_Aim of the exercise:_
The answer must consist of every line in the data below that holds the word "rear".

Referring expression data:
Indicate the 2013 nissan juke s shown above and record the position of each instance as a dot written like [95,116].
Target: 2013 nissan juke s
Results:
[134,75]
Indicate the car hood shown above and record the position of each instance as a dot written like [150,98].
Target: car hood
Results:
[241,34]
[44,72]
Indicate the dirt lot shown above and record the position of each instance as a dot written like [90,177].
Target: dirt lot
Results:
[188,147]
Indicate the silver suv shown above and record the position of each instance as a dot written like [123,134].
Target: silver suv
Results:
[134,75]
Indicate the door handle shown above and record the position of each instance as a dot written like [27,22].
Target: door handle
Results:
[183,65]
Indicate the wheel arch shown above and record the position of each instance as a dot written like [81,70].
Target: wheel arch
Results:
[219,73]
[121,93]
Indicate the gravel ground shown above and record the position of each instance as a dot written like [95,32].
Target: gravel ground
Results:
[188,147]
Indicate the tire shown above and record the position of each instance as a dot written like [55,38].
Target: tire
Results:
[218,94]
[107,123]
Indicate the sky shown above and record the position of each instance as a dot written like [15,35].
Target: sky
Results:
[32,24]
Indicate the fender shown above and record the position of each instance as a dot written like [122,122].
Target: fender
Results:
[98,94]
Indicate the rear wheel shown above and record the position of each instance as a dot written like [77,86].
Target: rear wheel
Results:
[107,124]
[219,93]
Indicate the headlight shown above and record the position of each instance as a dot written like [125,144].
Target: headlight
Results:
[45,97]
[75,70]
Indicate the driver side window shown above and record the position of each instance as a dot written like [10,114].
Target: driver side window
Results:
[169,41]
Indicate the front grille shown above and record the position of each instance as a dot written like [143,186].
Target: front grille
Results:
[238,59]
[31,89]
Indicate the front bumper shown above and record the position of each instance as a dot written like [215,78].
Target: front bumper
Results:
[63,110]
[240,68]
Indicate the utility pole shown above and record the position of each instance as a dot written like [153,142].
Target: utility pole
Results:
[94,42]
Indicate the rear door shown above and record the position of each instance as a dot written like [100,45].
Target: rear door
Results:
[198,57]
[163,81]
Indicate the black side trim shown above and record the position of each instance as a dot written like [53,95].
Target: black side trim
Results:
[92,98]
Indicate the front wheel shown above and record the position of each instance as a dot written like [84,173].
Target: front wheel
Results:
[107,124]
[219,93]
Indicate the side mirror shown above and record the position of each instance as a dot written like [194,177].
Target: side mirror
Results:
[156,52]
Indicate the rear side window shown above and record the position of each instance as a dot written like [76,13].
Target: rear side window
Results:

--

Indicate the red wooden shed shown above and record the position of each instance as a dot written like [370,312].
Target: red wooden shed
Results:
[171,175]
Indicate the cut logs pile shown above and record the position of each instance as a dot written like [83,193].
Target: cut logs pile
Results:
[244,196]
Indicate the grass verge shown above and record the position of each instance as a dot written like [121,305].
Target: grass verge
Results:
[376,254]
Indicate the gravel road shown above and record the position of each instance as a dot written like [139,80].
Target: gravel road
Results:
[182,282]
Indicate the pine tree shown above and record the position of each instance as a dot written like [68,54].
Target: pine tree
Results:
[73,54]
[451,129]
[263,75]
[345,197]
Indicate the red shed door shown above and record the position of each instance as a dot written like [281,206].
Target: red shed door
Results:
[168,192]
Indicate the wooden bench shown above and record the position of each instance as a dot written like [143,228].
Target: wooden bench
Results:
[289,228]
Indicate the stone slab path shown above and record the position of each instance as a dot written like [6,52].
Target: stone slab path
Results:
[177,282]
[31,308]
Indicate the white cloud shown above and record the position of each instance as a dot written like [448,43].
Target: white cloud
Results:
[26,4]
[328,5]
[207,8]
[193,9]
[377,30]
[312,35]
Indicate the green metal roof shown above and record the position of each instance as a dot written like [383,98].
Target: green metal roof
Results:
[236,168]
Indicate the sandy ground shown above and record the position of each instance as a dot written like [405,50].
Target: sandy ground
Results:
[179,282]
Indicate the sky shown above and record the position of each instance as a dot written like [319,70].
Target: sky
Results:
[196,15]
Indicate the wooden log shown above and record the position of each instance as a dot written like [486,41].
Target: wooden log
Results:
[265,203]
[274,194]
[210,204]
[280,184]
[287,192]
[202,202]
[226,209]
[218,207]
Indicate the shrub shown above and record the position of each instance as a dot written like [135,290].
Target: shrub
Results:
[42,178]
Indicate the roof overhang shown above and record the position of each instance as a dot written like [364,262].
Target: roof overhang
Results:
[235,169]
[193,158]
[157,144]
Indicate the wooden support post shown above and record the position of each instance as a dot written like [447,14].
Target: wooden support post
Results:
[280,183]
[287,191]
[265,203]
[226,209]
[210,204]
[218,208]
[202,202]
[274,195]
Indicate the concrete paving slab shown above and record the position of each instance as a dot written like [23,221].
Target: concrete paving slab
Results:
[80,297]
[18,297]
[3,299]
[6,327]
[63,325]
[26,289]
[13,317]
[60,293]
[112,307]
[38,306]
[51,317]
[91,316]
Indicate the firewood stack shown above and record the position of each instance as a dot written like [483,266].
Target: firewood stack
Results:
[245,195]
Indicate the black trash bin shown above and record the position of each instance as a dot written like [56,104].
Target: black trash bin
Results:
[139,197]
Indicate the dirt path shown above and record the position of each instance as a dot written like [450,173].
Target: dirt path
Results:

_Output:_
Indicate the rear wheel shown above and record the position of each instance as a dot written like [77,86].
Target: rear wheel
Indicate the rear door shown above and record the position of each instance as a dot written like [100,45].
Target: rear door
Indicate the rear side window shown above and record the position of each instance as a dot written like [76,13].
Target: rear side window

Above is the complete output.